··· Matériel fourni ···
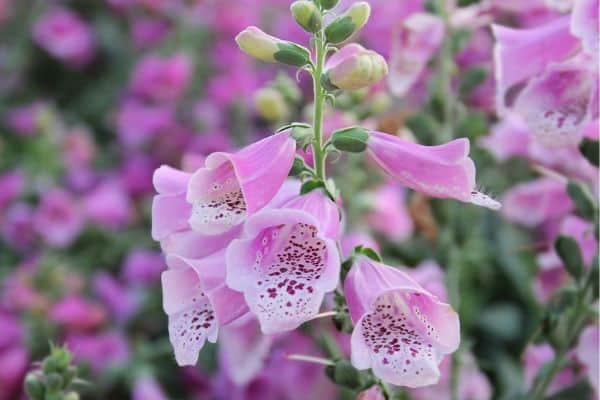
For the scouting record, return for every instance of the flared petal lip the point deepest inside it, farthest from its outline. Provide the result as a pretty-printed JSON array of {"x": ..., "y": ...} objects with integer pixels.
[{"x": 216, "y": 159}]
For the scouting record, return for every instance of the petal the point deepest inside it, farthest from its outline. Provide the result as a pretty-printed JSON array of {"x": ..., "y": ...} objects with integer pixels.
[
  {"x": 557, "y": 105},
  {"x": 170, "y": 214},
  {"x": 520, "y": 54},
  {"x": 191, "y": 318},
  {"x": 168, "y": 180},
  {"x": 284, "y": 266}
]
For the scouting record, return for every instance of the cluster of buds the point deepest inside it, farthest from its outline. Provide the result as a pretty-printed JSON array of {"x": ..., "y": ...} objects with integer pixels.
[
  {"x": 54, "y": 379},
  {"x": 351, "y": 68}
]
···
# Travail demandé
Reproduisez mot pour mot chaque ligne des enregistrements ci-dessus, en omettant les images.

# Résultat obtenu
For the scouting record, return for every instance of the flared petal lip the point deepest inside it, farthest from its outline. Provide the result as a pretty-printed JSON array of {"x": ..., "y": ...} objects with integer pixels.
[{"x": 216, "y": 159}]
For the scouting record, return for every instance of the petal the point deepest inside it, farthest from its outline. Provide the result as a pretty-printed JSON array of {"x": ..., "y": ...} objects with integer pixels.
[
  {"x": 557, "y": 105},
  {"x": 170, "y": 214},
  {"x": 520, "y": 54},
  {"x": 191, "y": 318},
  {"x": 168, "y": 180},
  {"x": 284, "y": 266}
]
For the scouting record, return for every instance of the cluster of buds the point deepest inside it, farthest from its outline. Provide the result as a pretty-printed JSON array of {"x": ..., "y": ...} objects with integer pixels.
[
  {"x": 54, "y": 379},
  {"x": 351, "y": 68}
]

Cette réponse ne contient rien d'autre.